(Input for this task):
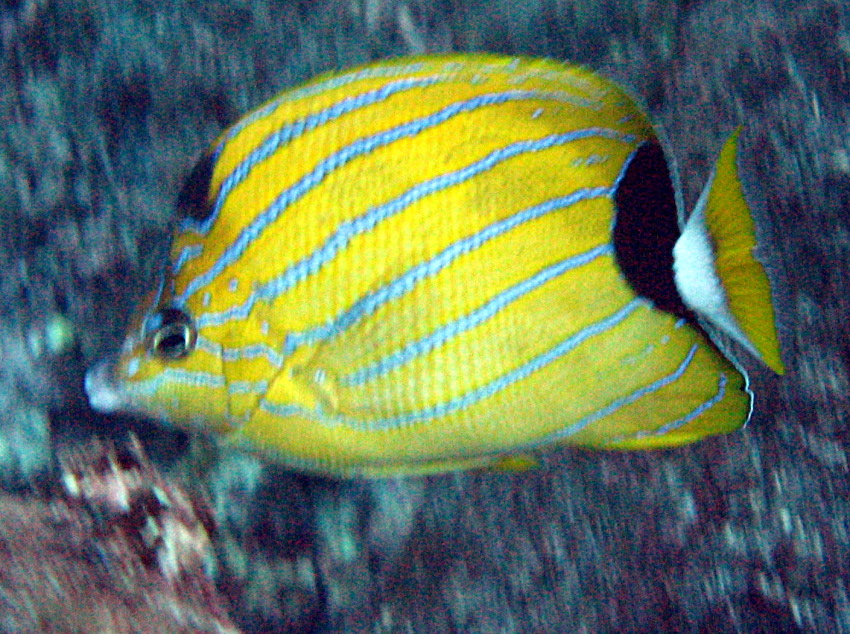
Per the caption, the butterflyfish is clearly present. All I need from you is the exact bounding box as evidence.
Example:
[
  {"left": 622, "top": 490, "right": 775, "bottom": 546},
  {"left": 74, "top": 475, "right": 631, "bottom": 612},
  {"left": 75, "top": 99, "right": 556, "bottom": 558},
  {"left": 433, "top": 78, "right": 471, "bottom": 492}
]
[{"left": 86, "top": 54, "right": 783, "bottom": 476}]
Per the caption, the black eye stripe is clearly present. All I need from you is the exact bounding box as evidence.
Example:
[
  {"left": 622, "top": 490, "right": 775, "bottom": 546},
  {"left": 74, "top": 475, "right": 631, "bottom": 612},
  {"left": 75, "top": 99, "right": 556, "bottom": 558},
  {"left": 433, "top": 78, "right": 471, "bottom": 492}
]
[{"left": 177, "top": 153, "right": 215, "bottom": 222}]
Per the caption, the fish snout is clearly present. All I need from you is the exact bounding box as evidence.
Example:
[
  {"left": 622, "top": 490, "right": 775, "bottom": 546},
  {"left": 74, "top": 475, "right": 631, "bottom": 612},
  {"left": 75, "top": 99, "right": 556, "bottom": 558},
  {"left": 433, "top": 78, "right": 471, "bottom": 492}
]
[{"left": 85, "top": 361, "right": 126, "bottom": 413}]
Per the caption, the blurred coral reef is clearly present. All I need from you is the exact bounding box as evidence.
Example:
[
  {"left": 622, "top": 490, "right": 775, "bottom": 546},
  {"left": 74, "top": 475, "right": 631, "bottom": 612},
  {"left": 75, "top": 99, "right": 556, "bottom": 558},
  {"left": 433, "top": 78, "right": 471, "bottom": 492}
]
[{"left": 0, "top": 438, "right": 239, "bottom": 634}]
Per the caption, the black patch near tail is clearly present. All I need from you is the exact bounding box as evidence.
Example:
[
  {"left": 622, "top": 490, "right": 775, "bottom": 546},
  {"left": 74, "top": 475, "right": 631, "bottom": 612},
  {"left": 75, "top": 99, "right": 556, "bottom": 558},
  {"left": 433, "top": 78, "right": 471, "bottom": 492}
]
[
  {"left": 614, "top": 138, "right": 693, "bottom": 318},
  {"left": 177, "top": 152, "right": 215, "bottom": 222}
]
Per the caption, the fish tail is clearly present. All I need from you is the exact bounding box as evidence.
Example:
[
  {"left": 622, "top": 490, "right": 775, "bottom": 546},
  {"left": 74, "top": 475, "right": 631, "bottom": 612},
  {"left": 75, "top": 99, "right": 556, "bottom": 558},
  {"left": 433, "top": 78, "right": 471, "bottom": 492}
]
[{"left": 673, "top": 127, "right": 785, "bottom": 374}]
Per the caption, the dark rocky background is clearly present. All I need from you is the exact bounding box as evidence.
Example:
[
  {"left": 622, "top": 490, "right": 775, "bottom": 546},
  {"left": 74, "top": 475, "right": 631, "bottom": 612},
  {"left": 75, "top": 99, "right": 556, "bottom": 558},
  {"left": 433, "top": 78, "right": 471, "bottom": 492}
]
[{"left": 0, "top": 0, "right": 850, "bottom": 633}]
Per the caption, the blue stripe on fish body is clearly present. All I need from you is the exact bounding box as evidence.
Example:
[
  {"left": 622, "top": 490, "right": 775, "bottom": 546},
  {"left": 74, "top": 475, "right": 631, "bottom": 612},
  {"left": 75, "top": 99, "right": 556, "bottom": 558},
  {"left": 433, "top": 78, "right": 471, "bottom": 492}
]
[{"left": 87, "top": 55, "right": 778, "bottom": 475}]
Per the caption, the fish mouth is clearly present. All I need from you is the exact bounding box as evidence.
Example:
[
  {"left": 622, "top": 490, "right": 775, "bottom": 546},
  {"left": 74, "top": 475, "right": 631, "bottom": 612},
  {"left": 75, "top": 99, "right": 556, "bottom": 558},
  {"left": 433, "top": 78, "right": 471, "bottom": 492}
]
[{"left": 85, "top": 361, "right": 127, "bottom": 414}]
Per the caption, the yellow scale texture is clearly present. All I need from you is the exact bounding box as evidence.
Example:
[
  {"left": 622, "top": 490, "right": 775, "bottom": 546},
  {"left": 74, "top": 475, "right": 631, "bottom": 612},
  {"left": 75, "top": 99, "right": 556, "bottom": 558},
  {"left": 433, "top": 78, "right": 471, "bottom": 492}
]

(What is required): Copy out every line of the records above that contains the word "tail", with case counting.

(Result of this exercise):
Per the caption, the black patch near tail is clearly present. All I need from you is the exact bounding box as evidence.
Per the caption, the fish tail is clearly present. All I need from you is the exact bounding box as evidence.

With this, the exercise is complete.